*** SOURCE DATA ***

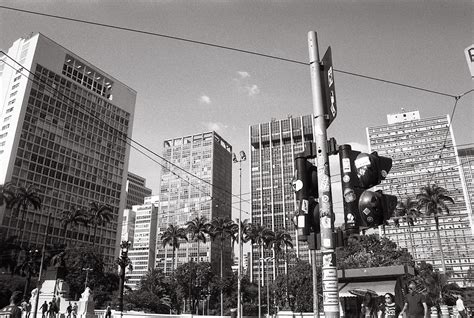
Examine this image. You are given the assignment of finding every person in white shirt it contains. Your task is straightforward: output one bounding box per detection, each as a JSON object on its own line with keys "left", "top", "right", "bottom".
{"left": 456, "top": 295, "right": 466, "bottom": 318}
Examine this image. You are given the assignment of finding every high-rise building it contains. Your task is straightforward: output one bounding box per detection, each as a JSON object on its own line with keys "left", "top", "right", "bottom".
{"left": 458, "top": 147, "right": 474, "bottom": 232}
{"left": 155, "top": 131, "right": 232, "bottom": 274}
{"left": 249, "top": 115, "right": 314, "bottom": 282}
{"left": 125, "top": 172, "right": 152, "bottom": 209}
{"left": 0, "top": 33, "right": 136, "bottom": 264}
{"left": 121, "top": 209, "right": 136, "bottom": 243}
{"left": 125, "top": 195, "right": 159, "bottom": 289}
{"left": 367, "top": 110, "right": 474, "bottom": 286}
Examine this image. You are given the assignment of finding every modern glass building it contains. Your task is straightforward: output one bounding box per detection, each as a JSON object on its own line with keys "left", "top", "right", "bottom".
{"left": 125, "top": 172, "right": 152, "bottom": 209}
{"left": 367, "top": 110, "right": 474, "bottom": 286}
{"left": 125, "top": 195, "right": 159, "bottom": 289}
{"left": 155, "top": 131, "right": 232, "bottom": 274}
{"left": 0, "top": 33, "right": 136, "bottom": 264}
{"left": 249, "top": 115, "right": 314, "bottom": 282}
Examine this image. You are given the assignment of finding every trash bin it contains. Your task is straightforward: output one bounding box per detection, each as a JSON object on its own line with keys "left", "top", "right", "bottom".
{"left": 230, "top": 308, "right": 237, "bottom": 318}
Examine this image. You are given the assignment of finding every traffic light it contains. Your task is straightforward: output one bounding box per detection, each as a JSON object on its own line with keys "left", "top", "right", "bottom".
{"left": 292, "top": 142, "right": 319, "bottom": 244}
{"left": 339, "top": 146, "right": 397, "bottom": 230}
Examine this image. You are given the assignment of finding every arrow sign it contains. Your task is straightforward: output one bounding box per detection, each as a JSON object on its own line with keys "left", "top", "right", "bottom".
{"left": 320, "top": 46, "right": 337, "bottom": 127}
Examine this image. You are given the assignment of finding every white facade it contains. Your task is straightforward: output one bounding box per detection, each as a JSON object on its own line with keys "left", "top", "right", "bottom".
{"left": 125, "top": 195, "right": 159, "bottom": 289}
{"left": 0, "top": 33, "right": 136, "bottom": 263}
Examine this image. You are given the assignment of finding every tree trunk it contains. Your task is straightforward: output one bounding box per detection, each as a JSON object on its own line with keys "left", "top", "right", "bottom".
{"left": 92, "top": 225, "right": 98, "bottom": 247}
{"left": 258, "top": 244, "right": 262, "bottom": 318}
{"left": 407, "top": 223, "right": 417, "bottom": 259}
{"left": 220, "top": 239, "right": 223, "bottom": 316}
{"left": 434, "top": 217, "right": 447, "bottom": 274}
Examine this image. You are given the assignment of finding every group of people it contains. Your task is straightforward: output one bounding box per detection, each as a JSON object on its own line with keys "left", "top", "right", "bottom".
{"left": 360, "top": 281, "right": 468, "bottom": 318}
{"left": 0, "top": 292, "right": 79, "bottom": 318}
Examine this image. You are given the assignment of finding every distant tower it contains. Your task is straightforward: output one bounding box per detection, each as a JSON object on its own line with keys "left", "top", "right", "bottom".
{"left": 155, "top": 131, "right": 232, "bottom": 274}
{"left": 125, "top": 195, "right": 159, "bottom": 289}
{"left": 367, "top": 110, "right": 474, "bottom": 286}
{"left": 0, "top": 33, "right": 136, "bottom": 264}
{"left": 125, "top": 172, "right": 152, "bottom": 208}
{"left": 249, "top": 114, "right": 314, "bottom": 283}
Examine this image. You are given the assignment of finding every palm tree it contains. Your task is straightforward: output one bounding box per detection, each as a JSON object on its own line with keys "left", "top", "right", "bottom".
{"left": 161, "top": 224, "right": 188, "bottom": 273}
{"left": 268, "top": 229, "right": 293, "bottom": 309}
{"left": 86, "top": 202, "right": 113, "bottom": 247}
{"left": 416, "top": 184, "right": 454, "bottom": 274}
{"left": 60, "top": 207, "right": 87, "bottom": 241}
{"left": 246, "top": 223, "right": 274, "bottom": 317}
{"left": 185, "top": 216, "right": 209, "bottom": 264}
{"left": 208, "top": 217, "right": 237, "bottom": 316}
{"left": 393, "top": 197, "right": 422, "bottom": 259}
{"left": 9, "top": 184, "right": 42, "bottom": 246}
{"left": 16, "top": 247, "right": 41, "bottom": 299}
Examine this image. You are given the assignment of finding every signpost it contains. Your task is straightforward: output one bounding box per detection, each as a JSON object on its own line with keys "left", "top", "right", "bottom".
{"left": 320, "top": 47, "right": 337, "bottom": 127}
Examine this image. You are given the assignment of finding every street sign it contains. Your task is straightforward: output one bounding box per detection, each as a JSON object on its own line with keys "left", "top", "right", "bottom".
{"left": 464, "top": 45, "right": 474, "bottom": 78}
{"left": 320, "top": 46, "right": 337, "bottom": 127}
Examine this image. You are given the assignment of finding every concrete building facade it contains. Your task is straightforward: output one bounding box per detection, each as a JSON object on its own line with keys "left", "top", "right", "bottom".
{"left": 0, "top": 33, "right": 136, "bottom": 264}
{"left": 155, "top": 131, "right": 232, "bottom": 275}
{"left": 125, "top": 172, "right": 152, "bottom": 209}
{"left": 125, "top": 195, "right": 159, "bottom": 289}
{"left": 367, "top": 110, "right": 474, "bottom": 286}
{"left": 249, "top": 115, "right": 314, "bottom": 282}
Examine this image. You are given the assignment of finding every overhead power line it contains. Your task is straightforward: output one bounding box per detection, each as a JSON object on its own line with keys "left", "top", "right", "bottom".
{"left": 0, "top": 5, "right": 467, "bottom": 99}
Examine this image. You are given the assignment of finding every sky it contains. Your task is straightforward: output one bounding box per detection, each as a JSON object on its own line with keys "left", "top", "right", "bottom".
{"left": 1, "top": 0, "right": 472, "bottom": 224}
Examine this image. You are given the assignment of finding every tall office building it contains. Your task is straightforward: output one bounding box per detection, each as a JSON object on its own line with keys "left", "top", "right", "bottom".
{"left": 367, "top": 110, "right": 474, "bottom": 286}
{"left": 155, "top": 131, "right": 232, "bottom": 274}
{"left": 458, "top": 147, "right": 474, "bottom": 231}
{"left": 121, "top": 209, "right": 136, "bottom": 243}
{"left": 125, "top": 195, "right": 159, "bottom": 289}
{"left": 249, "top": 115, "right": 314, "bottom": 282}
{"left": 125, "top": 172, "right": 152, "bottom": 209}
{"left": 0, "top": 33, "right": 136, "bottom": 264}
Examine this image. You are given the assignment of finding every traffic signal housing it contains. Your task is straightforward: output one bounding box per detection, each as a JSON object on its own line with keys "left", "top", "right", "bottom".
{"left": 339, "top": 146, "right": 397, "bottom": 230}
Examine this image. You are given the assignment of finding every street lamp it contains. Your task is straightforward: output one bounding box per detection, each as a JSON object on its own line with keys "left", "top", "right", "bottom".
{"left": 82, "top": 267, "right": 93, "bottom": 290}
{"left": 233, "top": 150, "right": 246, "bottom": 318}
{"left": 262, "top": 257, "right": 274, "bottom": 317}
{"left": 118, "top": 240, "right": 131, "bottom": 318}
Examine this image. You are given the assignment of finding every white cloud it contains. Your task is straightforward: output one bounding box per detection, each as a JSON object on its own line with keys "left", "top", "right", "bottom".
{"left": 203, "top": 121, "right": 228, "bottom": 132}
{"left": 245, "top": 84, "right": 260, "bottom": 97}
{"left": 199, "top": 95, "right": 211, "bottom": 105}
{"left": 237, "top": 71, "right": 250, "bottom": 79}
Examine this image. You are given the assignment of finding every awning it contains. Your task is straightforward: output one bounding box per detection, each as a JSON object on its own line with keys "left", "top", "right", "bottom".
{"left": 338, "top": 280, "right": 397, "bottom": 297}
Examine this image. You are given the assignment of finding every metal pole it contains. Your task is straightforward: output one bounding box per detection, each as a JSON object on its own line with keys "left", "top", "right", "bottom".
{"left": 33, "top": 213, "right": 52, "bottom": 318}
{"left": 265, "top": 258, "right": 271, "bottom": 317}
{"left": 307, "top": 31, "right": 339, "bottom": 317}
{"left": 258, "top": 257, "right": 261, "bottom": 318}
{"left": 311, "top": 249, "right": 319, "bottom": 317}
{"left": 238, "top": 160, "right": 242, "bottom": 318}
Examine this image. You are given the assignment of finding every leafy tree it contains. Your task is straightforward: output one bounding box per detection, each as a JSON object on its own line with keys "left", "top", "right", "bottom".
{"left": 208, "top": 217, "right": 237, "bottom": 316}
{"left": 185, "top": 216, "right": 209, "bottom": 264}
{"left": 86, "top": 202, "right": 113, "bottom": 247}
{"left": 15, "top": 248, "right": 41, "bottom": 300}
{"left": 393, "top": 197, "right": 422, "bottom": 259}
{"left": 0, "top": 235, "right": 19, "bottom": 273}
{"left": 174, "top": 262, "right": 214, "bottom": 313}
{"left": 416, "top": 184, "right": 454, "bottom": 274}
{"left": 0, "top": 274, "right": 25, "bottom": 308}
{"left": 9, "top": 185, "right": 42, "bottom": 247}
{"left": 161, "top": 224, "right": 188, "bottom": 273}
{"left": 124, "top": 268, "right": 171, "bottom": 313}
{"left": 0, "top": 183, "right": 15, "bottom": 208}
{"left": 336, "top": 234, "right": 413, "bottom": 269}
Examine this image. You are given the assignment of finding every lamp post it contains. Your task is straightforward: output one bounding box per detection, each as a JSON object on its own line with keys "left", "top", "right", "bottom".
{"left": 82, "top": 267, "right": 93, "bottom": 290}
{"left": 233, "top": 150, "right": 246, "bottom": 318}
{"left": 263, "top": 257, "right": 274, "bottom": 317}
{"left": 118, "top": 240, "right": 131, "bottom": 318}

*** End of SOURCE DATA ***

Only the lines from the one that contains "finding every lamp" to the end of the data should be output, exactly as they appear.

Examine this image. You are given the assignment of finding every lamp post it contains. Your task is straightforward: output one bounding box per detection, each as a JSON object on its own line with keys "left", "top", "right", "bottom".
{"left": 82, "top": 267, "right": 93, "bottom": 290}
{"left": 233, "top": 150, "right": 246, "bottom": 318}
{"left": 263, "top": 257, "right": 274, "bottom": 317}
{"left": 118, "top": 240, "right": 131, "bottom": 318}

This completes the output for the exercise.